### EXERCISE A
List the usernames of everyone who posted in the sea spray sunburst thread.

### PROVIDED TEXT
• • • •

# Sunburst with a lens covered in sea spray



## SquarePeg (May 23, 2021)

I kind of like the cool onion bokeh effect but couldn't recreate this if I tried.  



OBX Sunrise by SharonCat..., on Flickr


----------



## smoke665 (May 24, 2021)

Maybe you should patent a "Sea Spray" filter? Think of it, you could be the next Instagram fad! LOL

Great shot by the way!


----------



## SquarePeg (May 24, 2021)

Strangely, the sea spray/dirty lens didn't really impact the other photos.  Maybe because this one was so stopped down and I was focusing on something very close?  The photos I took after this don't show any spots.


----------



## weepete (May 24, 2021)

I really like this shot, you've got one hot pixel in the sand I'd clone out but it's really lovely shot and I like the oof effect of the spray with the vertical split. Cracking photo!


----------



## SquarePeg (May 24, 2021)

weepete said:


> I really like this shot, you've got one hot pixel in the sand I'd clone out but it's really lovely shot and I like the oof effect of the spray with the vertical split. Cracking photo!



Good eye!  Missed that during my edit.


----------



## jeffashman (May 25, 2021)

That a great shot! I really like the effects!


----------

• • • •

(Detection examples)
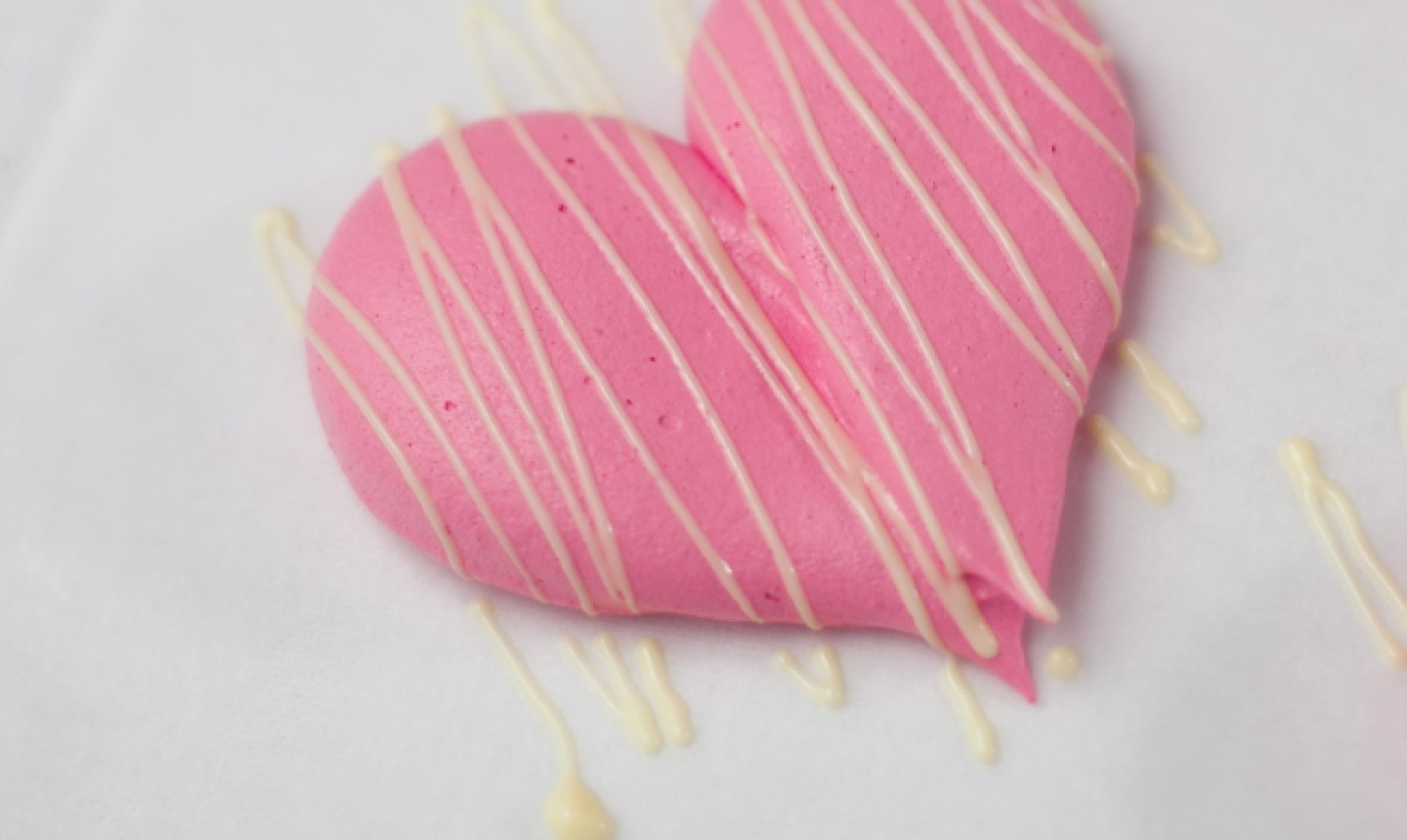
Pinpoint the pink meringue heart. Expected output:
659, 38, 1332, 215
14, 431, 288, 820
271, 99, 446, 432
296, 0, 1137, 695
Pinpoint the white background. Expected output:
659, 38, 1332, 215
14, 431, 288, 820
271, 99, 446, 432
0, 0, 1407, 840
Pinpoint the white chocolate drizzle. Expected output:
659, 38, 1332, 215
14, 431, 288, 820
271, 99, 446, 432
949, 0, 1139, 195
1119, 339, 1202, 435
1280, 438, 1407, 670
563, 633, 694, 756
773, 642, 845, 709
381, 144, 595, 615
1087, 414, 1172, 507
258, 210, 543, 601
943, 655, 1001, 764
1138, 153, 1221, 265
490, 4, 998, 647
891, 0, 1123, 323
1397, 386, 1407, 451
1045, 645, 1079, 683
1024, 0, 1129, 114
783, 0, 1089, 401
470, 600, 617, 840
633, 0, 998, 657
714, 1, 1058, 620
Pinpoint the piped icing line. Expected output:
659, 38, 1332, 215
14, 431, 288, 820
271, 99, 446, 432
900, 0, 1123, 323
526, 0, 821, 629
470, 598, 615, 840
380, 144, 597, 615
1280, 438, 1407, 670
258, 211, 467, 577
464, 3, 567, 115
562, 633, 694, 756
1119, 339, 1202, 435
726, 0, 1058, 620
700, 31, 1018, 648
1044, 645, 1079, 683
949, 0, 1141, 195
793, 0, 1089, 401
506, 115, 815, 620
432, 108, 639, 612
1024, 0, 1130, 114
1085, 414, 1172, 507
258, 210, 544, 601
1138, 152, 1221, 265
634, 636, 694, 748
773, 642, 845, 709
517, 6, 999, 647
442, 117, 762, 622
943, 655, 1001, 764
1397, 386, 1407, 451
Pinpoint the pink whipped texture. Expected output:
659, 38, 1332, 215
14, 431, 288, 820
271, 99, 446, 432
310, 0, 1137, 696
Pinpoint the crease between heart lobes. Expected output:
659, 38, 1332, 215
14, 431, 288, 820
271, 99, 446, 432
308, 0, 1137, 695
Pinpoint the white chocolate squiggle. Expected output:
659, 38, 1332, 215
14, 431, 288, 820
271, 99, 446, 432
1280, 438, 1407, 668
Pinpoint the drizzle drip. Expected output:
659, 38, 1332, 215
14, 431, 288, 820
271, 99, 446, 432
1087, 414, 1172, 507
1119, 339, 1202, 435
943, 655, 1001, 764
563, 633, 694, 756
1280, 438, 1407, 668
1138, 153, 1221, 265
891, 0, 1123, 323
1045, 645, 1079, 681
773, 642, 845, 709
470, 600, 617, 840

• • • •

### EXERCISE B
In the entries, rewrite the lines from the one containing "Pinpoint the white chocolate squiggle." through the end of the entries, replacing "Pinpoint" with "Locate" and keeping everything else the same.

### WORKED ANSWER A
SquarePeg
smoke665
weepete
jeffashman

### WORKED ANSWER B
Locate the white chocolate squiggle. Expected output:
659, 38, 1332, 215
14, 431, 288, 820
271, 99, 446, 432
1280, 438, 1407, 668
Locate the drizzle drip. Expected output:
659, 38, 1332, 215
14, 431, 288, 820
271, 99, 446, 432
1087, 414, 1172, 507
1119, 339, 1202, 435
943, 655, 1001, 764
563, 633, 694, 756
1280, 438, 1407, 668
1138, 153, 1221, 265
891, 0, 1123, 323
1045, 645, 1079, 681
773, 642, 845, 709
470, 600, 617, 840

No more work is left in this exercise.